Given request
Rewrite the records from their start through the line containing "30L165 34L169 34L170", replacing "train carriage" with "railway car" and keeping everything else unchanged.

Supplied entries

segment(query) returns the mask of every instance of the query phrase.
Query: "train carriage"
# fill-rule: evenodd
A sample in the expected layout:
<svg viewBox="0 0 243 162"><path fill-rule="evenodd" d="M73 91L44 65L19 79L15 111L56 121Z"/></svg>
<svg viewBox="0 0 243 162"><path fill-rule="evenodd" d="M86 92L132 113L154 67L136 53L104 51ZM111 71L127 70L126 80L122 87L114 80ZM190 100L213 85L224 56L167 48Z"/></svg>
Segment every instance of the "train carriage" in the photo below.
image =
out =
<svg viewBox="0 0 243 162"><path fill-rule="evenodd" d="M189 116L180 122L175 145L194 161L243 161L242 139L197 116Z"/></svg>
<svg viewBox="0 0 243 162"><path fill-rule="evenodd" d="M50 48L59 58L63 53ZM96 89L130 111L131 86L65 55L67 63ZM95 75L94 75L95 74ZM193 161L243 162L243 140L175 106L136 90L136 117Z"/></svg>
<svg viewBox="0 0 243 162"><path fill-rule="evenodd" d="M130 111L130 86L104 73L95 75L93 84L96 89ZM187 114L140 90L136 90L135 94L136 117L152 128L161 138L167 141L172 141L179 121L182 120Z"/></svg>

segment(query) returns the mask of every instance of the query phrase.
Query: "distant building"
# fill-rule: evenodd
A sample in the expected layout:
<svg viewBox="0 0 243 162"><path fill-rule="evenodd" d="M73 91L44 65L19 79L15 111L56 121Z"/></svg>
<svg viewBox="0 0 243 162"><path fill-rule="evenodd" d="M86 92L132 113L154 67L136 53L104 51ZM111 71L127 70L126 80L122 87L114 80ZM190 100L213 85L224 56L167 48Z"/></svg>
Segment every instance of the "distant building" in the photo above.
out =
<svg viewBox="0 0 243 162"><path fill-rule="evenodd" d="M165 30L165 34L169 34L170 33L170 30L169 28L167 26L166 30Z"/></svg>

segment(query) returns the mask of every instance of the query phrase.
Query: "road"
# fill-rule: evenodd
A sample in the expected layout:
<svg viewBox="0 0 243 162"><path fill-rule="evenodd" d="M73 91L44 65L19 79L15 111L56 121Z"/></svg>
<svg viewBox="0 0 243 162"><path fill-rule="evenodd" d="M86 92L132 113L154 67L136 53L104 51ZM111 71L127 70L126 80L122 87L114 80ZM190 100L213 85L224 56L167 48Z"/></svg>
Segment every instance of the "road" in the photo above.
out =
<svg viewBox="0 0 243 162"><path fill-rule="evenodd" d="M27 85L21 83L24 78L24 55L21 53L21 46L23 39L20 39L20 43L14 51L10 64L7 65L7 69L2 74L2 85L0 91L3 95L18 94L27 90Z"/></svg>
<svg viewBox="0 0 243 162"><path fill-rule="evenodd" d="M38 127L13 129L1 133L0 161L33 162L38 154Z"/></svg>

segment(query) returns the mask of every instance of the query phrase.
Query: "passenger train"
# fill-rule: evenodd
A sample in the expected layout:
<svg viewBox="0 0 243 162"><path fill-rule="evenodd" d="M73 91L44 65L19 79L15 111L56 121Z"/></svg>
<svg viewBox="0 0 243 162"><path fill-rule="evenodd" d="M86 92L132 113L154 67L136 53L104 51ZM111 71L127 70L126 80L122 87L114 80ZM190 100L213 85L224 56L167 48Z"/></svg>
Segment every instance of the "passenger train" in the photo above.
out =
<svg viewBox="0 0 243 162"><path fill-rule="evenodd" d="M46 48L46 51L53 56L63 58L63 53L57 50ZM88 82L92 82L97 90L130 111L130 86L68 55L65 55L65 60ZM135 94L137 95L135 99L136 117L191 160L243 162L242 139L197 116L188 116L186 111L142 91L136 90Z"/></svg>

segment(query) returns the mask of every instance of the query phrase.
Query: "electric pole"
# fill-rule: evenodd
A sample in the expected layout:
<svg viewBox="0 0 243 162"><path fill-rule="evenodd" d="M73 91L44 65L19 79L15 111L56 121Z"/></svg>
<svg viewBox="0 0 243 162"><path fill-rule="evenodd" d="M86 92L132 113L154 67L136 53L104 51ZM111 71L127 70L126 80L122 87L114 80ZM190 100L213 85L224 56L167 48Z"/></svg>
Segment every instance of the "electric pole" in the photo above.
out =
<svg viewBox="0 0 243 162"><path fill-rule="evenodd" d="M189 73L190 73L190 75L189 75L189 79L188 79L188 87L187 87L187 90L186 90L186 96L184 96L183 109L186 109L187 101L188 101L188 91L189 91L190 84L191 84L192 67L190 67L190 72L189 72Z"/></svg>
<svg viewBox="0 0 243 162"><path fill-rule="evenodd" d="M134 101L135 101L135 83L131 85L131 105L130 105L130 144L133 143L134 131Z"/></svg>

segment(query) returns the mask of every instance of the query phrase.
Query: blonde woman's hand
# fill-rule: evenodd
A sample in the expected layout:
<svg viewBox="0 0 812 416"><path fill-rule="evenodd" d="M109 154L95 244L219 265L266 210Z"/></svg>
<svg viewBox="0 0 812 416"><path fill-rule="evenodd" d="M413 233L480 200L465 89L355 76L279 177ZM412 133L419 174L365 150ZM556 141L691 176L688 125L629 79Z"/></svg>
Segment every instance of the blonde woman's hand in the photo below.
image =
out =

Exercise result
segment(query) returns the mask of every instance of the query phrase.
Query: "railway car"
# fill-rule: evenodd
A sample in the expected layout:
<svg viewBox="0 0 243 162"><path fill-rule="evenodd" d="M73 91L44 65L19 79L15 111L56 121Z"/></svg>
<svg viewBox="0 0 243 162"><path fill-rule="evenodd" d="M86 92L132 113L154 67L136 53L104 51ZM111 71L127 70L126 80L122 87L114 80ZM190 100L213 85L224 56L167 48Z"/></svg>
Segment every instance of the "railway car" in the photo below.
image =
out =
<svg viewBox="0 0 243 162"><path fill-rule="evenodd" d="M189 116L180 122L175 145L194 161L243 161L242 139L197 116Z"/></svg>
<svg viewBox="0 0 243 162"><path fill-rule="evenodd" d="M50 48L59 58L63 53ZM96 89L130 111L131 86L65 55L67 63ZM95 75L94 75L95 74ZM193 161L243 162L243 140L175 106L136 90L136 117Z"/></svg>
<svg viewBox="0 0 243 162"><path fill-rule="evenodd" d="M130 111L130 86L104 73L95 75L93 84L96 89ZM187 114L140 90L136 90L135 94L136 117L152 128L161 138L167 141L172 141L179 121L182 120Z"/></svg>

segment(query) returns the mask of every instance of the query phrase.
Query: "distant building"
# fill-rule: evenodd
A sample in the expected layout:
<svg viewBox="0 0 243 162"><path fill-rule="evenodd" d="M73 91L44 65L19 79L15 111L56 121Z"/></svg>
<svg viewBox="0 0 243 162"><path fill-rule="evenodd" d="M86 92L132 113L154 67L136 53L104 51ZM111 71L127 70L126 80L122 87L114 80ZM190 100L213 85L224 56L167 48Z"/></svg>
Segment every instance of the "distant building" in the photo above.
out =
<svg viewBox="0 0 243 162"><path fill-rule="evenodd" d="M165 30L165 34L169 34L170 33L170 30L169 28L167 26L166 30Z"/></svg>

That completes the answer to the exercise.